# START OF MATERIAL

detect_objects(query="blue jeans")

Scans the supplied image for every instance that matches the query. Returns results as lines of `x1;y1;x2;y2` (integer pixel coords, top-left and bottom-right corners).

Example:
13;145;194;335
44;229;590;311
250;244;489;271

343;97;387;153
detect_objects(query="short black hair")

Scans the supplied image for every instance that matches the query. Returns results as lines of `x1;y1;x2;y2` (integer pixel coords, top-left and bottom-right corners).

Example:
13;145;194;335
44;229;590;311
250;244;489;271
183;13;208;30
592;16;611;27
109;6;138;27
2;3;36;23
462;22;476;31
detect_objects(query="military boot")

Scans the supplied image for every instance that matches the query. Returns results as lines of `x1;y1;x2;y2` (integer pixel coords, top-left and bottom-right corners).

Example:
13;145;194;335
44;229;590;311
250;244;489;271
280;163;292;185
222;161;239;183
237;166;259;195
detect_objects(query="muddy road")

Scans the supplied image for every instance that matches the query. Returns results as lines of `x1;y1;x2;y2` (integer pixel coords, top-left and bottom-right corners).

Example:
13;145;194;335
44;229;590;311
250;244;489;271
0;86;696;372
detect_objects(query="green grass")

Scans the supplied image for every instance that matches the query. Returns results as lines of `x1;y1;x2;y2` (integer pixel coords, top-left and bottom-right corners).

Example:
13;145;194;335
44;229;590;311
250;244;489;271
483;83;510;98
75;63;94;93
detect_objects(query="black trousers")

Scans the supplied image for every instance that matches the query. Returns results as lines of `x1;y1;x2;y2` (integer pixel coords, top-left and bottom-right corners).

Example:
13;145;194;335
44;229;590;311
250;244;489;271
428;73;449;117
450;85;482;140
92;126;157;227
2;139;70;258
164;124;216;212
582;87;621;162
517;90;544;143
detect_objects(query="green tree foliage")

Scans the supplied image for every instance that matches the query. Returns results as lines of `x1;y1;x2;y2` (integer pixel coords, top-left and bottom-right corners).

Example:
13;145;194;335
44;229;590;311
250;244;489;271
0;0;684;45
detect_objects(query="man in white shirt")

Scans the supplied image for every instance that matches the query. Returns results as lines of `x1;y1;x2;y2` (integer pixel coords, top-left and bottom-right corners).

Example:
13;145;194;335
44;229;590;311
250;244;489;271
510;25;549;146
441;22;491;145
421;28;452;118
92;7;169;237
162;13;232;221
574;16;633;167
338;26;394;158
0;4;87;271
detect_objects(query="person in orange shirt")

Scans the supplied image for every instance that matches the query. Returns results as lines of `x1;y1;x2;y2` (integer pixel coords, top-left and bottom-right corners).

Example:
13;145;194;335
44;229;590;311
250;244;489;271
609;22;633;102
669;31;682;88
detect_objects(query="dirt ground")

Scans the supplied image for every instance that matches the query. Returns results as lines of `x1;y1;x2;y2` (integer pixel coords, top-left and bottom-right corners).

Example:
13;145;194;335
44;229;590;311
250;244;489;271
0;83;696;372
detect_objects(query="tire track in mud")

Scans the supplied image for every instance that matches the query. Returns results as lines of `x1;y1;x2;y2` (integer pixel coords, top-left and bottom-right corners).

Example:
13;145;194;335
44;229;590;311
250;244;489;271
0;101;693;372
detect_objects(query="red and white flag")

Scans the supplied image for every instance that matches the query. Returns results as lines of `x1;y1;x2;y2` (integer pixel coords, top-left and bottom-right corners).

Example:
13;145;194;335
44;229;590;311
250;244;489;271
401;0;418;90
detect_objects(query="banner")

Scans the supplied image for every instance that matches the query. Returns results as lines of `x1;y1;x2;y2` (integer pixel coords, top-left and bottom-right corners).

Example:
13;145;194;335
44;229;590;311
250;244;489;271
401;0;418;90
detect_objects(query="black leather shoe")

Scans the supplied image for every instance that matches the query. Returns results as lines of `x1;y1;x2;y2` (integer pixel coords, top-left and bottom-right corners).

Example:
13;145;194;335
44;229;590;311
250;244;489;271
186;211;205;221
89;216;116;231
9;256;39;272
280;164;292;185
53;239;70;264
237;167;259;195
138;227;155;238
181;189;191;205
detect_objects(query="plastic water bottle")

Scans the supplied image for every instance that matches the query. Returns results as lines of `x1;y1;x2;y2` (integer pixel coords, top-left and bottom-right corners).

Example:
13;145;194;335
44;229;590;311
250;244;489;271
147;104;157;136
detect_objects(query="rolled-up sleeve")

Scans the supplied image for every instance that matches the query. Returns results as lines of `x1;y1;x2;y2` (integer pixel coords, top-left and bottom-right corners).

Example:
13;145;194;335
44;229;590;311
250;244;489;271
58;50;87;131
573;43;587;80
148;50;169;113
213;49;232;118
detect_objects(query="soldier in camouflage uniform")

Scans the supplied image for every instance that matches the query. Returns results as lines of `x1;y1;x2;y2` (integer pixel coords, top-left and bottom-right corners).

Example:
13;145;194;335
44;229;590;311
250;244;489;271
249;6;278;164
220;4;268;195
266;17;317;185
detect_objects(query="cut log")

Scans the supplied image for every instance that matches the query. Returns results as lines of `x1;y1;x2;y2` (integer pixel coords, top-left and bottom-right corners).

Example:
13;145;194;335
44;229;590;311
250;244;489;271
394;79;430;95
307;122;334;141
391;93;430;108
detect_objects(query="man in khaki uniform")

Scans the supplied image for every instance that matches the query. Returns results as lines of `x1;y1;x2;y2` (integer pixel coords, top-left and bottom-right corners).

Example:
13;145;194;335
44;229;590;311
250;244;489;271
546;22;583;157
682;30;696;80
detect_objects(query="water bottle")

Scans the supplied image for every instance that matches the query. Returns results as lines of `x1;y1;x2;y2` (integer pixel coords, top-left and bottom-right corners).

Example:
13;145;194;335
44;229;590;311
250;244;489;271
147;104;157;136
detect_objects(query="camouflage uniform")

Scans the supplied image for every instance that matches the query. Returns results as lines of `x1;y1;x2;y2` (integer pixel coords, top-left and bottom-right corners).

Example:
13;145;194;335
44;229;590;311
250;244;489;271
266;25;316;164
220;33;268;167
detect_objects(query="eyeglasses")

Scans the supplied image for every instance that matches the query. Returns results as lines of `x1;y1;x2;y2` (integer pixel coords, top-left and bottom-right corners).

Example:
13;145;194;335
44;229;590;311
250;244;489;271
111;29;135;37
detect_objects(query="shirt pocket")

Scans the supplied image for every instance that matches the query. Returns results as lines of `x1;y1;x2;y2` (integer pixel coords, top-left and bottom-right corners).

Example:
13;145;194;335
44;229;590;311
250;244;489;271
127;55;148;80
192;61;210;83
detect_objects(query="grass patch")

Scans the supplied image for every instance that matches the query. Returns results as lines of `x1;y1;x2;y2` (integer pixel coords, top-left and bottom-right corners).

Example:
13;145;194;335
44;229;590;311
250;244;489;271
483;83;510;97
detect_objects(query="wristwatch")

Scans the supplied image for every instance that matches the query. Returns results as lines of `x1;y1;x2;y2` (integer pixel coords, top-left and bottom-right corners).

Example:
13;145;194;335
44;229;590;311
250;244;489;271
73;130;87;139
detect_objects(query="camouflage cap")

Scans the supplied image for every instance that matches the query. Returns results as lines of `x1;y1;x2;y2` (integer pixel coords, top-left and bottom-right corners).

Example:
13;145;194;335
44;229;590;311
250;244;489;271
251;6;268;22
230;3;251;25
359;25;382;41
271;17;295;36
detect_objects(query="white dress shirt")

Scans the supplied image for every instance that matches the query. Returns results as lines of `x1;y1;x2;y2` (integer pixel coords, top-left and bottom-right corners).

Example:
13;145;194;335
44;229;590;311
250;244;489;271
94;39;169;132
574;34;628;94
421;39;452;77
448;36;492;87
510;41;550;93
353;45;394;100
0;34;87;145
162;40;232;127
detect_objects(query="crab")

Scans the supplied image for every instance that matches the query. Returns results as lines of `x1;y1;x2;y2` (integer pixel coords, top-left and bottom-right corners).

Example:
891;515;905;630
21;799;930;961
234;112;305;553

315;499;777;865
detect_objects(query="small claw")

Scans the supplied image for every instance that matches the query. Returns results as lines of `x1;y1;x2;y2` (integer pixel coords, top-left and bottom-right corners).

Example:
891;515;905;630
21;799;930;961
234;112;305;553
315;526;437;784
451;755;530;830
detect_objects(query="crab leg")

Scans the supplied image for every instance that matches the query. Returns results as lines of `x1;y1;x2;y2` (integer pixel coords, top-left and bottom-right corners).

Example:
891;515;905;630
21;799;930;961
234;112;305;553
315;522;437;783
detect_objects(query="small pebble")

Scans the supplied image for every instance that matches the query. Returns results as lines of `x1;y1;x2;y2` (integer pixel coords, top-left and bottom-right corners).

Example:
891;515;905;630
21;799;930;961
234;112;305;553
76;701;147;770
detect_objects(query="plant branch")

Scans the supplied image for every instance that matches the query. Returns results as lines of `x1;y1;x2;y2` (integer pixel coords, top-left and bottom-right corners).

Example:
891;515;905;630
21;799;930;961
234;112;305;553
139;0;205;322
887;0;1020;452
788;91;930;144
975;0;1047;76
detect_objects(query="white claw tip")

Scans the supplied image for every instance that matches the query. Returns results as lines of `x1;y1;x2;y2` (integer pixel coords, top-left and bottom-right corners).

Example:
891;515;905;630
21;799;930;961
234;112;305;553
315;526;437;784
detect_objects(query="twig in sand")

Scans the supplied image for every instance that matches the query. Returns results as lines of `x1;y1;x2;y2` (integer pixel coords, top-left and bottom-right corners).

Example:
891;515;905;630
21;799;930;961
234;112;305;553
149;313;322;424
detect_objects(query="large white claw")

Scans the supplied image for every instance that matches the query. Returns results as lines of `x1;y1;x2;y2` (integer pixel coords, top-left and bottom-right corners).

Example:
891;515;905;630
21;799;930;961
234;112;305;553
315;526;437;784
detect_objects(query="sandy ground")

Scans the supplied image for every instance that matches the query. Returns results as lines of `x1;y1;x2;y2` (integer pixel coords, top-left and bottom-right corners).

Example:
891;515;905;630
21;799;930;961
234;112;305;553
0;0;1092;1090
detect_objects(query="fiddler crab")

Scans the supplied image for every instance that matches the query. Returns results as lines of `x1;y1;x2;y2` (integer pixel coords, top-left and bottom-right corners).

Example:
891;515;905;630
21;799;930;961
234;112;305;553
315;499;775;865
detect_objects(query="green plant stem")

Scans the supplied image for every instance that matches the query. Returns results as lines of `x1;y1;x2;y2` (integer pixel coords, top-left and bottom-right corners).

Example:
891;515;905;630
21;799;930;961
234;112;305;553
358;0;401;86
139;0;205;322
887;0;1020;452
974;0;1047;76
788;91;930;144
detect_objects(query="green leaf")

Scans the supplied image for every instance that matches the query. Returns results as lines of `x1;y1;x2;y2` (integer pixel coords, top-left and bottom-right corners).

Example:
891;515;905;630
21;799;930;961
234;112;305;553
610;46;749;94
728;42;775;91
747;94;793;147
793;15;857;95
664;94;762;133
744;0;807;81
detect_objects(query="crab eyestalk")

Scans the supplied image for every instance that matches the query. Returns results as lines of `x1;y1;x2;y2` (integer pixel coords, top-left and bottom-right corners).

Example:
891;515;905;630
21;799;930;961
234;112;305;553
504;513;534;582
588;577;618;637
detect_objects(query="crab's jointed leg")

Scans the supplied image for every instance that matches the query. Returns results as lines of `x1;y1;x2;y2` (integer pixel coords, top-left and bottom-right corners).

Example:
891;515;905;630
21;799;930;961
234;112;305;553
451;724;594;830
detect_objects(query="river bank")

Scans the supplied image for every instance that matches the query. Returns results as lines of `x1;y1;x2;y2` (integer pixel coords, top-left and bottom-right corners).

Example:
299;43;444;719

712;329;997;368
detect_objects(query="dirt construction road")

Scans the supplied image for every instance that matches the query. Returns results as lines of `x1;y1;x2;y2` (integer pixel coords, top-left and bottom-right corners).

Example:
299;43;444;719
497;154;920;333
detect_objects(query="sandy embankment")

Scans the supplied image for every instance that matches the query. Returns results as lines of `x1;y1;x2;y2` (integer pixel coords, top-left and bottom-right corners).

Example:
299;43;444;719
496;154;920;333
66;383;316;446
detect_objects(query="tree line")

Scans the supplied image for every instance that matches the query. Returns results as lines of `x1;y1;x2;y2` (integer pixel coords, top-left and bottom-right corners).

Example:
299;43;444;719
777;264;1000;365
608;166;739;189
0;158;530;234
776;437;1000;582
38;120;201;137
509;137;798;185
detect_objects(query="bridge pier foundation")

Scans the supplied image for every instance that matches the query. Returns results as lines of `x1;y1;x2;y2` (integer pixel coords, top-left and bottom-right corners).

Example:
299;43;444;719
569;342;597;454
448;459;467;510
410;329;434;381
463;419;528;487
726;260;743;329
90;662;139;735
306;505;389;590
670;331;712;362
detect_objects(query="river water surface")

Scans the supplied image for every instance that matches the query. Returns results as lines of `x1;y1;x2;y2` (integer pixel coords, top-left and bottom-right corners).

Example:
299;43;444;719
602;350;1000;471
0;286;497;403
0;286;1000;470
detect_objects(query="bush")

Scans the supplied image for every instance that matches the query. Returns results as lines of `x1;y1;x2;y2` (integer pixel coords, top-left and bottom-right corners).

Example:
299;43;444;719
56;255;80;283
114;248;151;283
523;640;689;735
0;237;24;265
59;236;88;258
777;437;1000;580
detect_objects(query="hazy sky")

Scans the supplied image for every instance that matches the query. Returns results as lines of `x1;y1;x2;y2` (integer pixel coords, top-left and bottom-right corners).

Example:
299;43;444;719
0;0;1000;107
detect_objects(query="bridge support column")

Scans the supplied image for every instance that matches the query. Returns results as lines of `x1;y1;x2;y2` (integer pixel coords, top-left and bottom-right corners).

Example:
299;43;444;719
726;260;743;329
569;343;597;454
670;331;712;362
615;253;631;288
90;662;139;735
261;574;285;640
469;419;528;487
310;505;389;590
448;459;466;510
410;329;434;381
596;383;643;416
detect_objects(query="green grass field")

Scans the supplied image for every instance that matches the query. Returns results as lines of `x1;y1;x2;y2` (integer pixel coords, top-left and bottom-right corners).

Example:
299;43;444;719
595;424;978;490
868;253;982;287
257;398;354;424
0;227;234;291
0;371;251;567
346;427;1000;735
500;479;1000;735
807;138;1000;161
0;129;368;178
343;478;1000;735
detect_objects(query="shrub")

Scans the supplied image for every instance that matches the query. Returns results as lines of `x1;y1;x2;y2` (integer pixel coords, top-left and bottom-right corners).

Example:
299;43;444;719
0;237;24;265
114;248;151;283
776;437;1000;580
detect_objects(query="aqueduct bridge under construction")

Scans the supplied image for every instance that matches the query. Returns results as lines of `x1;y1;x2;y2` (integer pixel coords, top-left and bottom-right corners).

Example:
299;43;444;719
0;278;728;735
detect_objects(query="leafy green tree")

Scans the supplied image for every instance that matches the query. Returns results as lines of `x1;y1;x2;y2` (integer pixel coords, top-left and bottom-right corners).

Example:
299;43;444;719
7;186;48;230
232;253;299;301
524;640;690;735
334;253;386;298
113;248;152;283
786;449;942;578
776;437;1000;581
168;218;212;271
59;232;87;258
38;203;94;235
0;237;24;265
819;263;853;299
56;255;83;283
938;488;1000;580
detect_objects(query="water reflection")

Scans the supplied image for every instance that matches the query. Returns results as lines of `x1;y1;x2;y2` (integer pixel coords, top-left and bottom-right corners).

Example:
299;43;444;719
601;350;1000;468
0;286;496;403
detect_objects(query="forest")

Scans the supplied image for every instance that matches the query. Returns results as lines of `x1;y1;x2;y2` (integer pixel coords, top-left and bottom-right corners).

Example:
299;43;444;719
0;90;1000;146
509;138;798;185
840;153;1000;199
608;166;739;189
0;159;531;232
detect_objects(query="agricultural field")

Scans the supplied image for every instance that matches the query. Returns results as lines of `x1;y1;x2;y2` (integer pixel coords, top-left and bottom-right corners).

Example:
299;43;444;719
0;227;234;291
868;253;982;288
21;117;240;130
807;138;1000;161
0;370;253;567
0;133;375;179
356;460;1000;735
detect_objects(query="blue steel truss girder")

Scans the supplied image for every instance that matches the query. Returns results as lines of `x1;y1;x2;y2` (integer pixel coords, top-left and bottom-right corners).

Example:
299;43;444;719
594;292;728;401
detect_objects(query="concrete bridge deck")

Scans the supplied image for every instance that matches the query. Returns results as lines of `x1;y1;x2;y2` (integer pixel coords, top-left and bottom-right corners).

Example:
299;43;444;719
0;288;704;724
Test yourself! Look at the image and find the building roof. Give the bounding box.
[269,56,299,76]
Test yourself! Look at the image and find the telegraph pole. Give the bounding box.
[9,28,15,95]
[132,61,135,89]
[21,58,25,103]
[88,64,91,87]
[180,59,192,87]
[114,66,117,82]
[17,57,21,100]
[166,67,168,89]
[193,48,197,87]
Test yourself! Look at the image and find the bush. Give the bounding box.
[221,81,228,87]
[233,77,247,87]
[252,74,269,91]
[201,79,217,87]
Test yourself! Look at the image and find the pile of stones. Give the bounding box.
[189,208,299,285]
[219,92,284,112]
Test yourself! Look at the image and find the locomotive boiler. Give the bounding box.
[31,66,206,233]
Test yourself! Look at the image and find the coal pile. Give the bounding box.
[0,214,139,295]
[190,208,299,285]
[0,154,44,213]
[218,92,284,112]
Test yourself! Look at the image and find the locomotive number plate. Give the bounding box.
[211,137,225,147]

# END OF MATERIAL

* _INSTRUCTION_: Everything from the line that contains "Test yourself! Look at the image and find the building" through the end of the records must be duplicated exactly, and nothing outside that range.

* _ANSWER TO THE PROBLEM_:
Test yourself! Look at the image and find the building roof. Give the bounding box.
[269,56,299,76]
Test yourself! Look at the image and find the telegraph pole. Give the bounding box.
[9,28,15,95]
[132,61,135,89]
[21,58,25,103]
[88,64,91,87]
[180,59,192,87]
[114,66,117,82]
[17,57,21,100]
[166,67,168,89]
[193,48,197,87]
Test yourself! Look at the image and find the bush. Give the bounding box.
[221,81,228,87]
[233,77,247,87]
[252,74,269,91]
[201,79,217,87]
Test yourself! Look at the image and find the pile of stones. Give the bounding box.
[189,208,299,285]
[219,92,284,112]
Test yourself! Look at the image and find the locomotive boiler. Give the bounding box.
[31,66,206,233]
Test yourself! Look at the image and find the coal pile. Give the bounding box.
[0,214,139,295]
[190,208,299,285]
[0,154,44,213]
[218,92,284,112]
Test yourself! Look at the image and find the locomotive number plate. Give the bounding box.
[211,137,225,147]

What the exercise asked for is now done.